TASKS FOR THIS EXERCISE:
(1) According to the text on cat dental care, what flavor is feline toothpaste usually?
(2) Using the text on cat dental care, explain why you should let your cat go if it seems annoyed or unwilling during tooth brushing.
(3) Continue the text on cat dental care from its last sentence.

+++ TEXT BLOCK

It is important to note that bad breath always indicates something is wrong. It’s unnatural and shouldn’t be expected in any animal, especially if the smell is powerful and acidic.

At-home cat dental care: 3 different methods

Fortunately for cats and cat parents, there is more than one way to take care of the oral health of these furries. I will tell you some of them so you can try them all and choose the one that works best at home.

1. Teeth brushing

The best thing to do is to brush your cat’s teeth, preferably with a soft bristle or finger brush, to which you will use toothpaste suitable for cats. Never use toothpaste for human consumption since the active ingredients harm your feline.

If you have never done this before, I recommend you start by getting your cat used to having something in his mouth. You can start by gently lifting its lip and massaging the teeth and gums with your finger. Chances are that the first few times, your cat will only allow you to lift his lip and maybe touch a tooth or two, but as the days go by, your feline friend will get used to the handling.

Once your cat allows you to massage all its teeth, you can move to the second level and add a toothbrush with paste to the routine. Feline toothpaste is usually meat flavored, so you shouldn’t have any problem getting your cat to accept it. First, let your kitty try it, and then gently brush its teeth as you would do your own, not forgetting the gums. I recommend you be delicate and quick simultaneously because, as you probably already know, cats are not very patient.

My best advice is patience. Brushing your cat’s teeth may take weeks, but you will get there. Remember not to force your cat into anything. If one day you notice she doesn’t feel like it or when you see him starting to get annoyed, let your cat go. You don’t want him to associate tooth brushing with something negative.

2. Gauze alternative

Although cats usually get used to the toothbrush after a while, some never accept it. In these cases, you can replace the brush with gauze with cat toothpaste, which makes brushing lighter and less invasive for your feline.

++++++
+++ EXERCISE DATA

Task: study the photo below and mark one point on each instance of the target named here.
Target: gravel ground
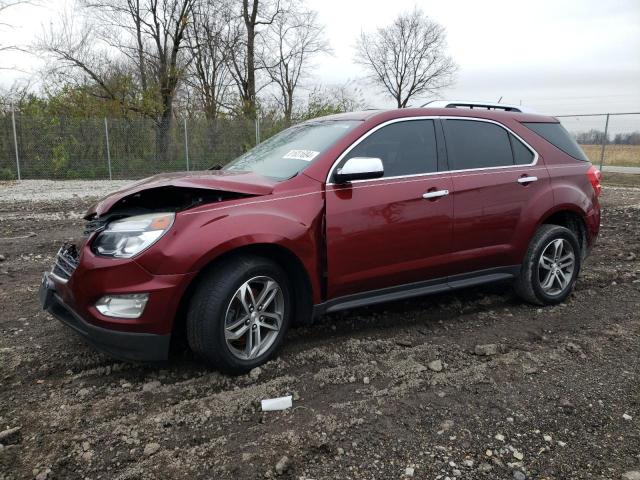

++++++

ANSWERS FOR EACH ITEM:
(1) Meat flavored.

(2) You should stop because forcing the cat risks making it associate tooth brushing with something negative.

(3)
how to clean cat's teeth - gauze alternative

3. Cleaning treats and supplements

There are many products out there that promise to help your cat’s oral care, from food brands, treats, toys, and more, and while many work, the reality is that most don’t do much good.

Whenever you want to supplement your cat’s dental care with a snack or supplement, check if it’s approved by the Veterinary Oral Health Council (VOHC) to know your money has been well spent.

You can use various products to keep your cat’s teeth dazzling white and his breath fresh. Some kibbles and snacks help control tartar and improve breath, as well as supplements added to water to kill bacteria and promote good breath. You can apply gels to your cat’s teeth that have the same effect as regular brushing. The trick is getting your cat to allow you to put the gel on all the teeth.

Professional teeth cleaning

Just as you take your cat for general checkups, don’t forget to ask for a dental evaluation to rule out or correct any oral problems your cat may have. Dental cleanings are suggested at least once a year, and they are perfect for finishing with all traces of tartar and removing loose teeth before they cause any problems.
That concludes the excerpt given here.